▶ Passage:

▶

I started doing odd jobs for neighbors and saved up enough money to buy one of those new 10 Speed bicycles. I was a good worker and was offered a job by the local butcher, cleaning up the shop several times a week after school and all day Saturday and Sunday. By the time I was 16 I could cut up a chicken in seconds, break down a side beef or hog, cut all the steaks and roasts, grind the sausage and hamburger and put together all the trays for the display cases on my own. I could run a cash register (before bar coding and automatic change machines) and handle customers with confidence and skill. I bought cool, nice threads for school and eventually had my own, pretty cool for High School, car.
I found High School to be very boring and very exciting. Most of my classes were with the same 25-30 students…the advanced College Prep crowd. I loved the sports, extra-curricular activities, student government and sang Bass in the Advanced/Madrigal Choir. I bought a Spanish guitar and got passably good on it. I did the bare minimum to get A’s & B’s but my main focus was my own personal reading, work, activities and athletics (football, basketball, baseball). The sports, activities and work not only kept me from getting in the trouble I was capable of and would have, they gave me confidence, self esteem and the certainty that I could fend for myself in this world. I was learning that, in the "outside" world, I wasn't such a "bad" person afterall.
And, I also learned that I really loved being with people, enjoyed talking with all types of people, working with people, helping people, being part of a team, doing something worthwhile and doing it well. I learned that there was a bigger world out there other than the “little world” of hypocritical Christianity and that was the world I wanted to live in, and I had my plan; get through High School, prepare to walk away and out into the world the day after graduation and somehow, someway go to college. I was going to go out into that bigger world and I was not going to ever look back. I had learned that I was not destined to be a super star but that I was a very good team player.
My quest was to find my place in this world…to find my “team”…and to find the answers to the questions I still didn’t even know how to articulate.

◀

▶ Problem:
In the passage, what did the writer save up to buy after doing odd jobs for neighbors? Answer from the passage alone.

▶ Entries supplied:
▶

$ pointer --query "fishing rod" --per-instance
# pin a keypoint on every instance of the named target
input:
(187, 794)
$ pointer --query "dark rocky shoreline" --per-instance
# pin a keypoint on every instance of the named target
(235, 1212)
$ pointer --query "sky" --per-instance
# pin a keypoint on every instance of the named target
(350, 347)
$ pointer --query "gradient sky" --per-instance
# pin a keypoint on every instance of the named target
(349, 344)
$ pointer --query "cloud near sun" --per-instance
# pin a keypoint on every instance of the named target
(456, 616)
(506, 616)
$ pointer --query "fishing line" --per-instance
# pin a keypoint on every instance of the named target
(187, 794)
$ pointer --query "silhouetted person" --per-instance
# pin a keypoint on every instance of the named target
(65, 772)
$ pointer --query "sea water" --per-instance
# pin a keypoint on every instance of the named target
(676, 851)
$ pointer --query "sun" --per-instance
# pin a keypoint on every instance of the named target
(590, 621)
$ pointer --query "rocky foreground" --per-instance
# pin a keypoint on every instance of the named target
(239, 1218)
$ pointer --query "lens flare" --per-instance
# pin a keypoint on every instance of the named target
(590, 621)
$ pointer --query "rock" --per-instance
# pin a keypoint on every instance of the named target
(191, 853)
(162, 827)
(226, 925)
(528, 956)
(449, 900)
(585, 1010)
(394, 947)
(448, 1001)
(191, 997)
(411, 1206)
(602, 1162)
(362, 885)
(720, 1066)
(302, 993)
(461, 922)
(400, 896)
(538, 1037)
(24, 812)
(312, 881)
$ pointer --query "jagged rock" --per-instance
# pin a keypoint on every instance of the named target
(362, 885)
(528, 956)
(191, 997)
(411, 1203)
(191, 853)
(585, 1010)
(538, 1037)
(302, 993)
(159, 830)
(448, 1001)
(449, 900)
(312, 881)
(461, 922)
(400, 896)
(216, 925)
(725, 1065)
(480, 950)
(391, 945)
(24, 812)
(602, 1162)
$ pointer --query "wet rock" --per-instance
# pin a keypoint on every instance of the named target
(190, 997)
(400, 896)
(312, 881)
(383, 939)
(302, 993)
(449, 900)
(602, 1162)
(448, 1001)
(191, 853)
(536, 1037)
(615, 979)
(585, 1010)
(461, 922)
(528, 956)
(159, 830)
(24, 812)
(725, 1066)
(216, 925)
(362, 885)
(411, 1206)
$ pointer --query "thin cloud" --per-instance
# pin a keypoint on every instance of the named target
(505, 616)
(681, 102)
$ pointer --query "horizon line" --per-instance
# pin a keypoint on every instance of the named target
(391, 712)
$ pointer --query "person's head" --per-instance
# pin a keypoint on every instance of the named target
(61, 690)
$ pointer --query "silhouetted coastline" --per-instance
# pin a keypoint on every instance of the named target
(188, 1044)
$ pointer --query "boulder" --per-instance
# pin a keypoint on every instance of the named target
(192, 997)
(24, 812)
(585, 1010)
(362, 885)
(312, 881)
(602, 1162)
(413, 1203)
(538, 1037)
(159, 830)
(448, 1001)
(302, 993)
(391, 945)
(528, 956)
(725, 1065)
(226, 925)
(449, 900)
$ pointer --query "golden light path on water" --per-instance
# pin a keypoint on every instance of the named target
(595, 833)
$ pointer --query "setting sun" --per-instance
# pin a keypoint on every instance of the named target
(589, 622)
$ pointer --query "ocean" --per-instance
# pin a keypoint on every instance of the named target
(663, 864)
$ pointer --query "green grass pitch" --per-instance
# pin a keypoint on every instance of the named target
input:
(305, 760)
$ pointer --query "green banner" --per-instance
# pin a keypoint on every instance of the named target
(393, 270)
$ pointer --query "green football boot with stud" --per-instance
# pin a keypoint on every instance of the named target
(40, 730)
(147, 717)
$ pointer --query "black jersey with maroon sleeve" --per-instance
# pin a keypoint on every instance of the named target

◀

▶ Result for this exercise:
One of the new 10 Speed bicycles.